» **Written problem**: How many lines in the rows below contain the word "steak"? Reply with the number alone.

» **Exercise data**:
** Start **
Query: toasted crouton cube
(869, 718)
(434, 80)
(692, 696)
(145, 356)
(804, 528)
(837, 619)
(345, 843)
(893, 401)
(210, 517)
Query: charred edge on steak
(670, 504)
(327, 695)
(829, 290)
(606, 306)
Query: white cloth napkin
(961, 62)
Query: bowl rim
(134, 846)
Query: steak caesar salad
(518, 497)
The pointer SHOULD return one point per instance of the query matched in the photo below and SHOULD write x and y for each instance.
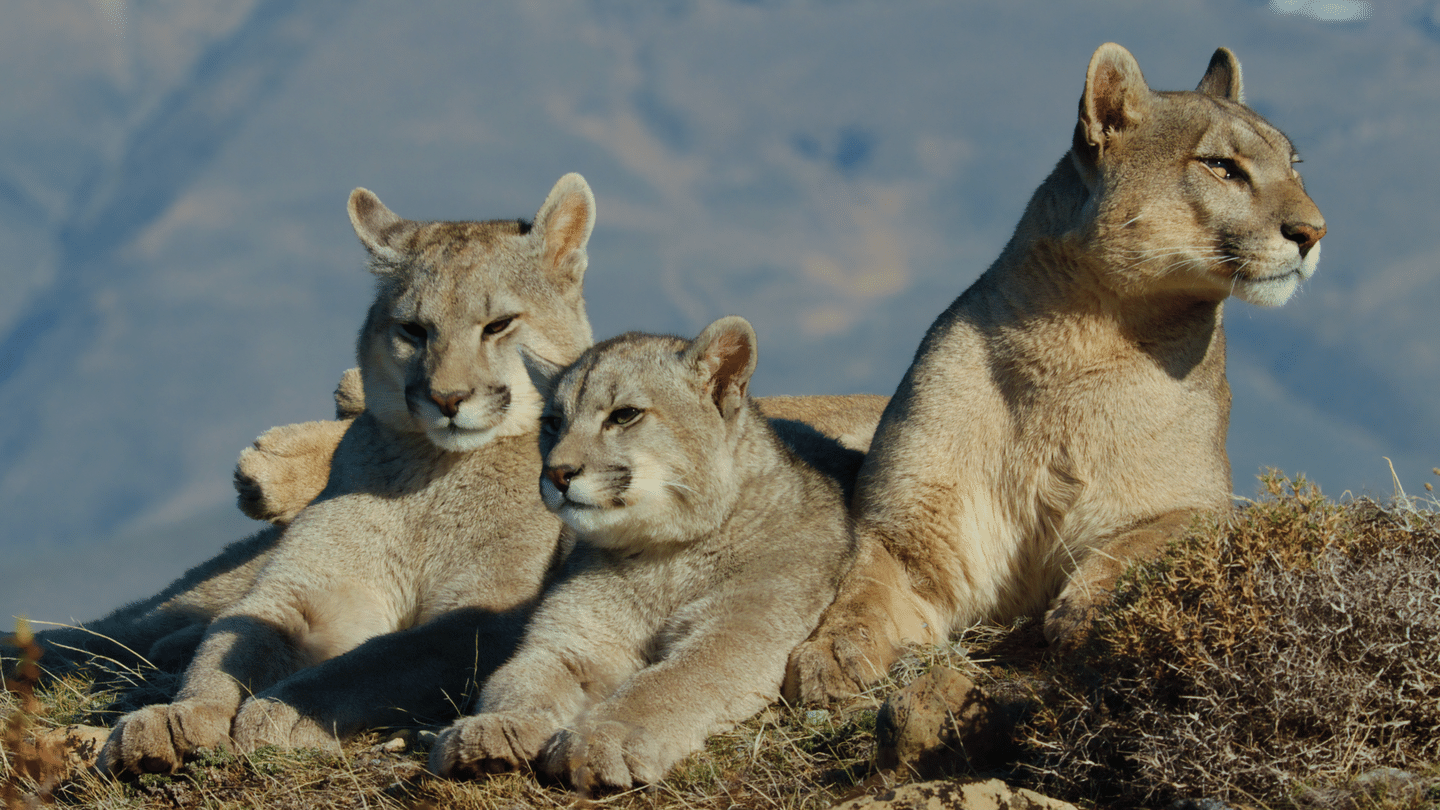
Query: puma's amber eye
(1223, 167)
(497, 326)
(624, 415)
** End **
** Start **
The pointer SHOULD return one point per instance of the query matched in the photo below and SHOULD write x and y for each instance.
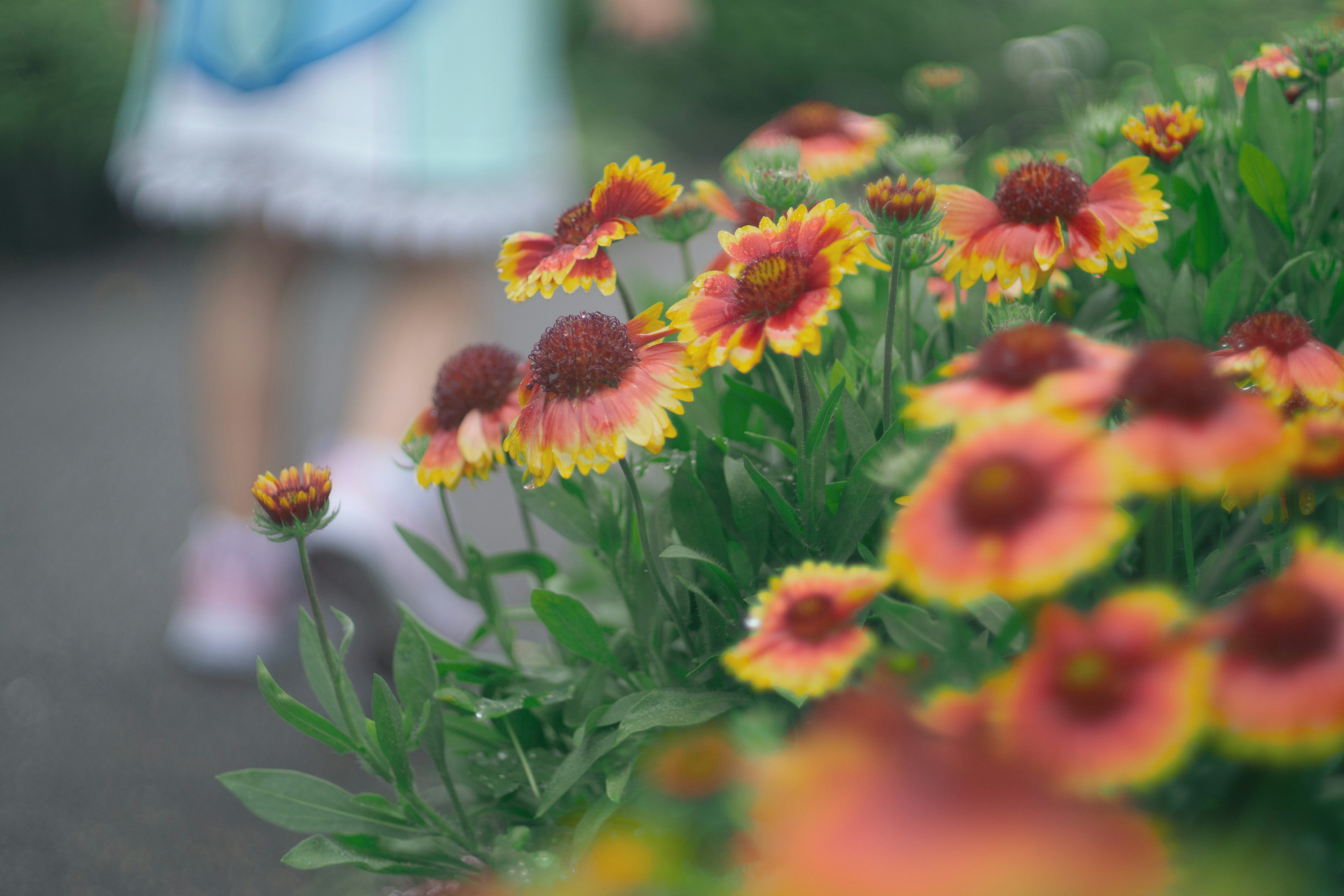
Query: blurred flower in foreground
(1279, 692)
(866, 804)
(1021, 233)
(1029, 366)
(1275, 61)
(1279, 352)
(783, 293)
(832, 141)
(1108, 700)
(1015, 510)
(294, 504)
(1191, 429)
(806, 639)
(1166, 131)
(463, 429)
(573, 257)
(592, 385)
** End **
» **Full output**: 2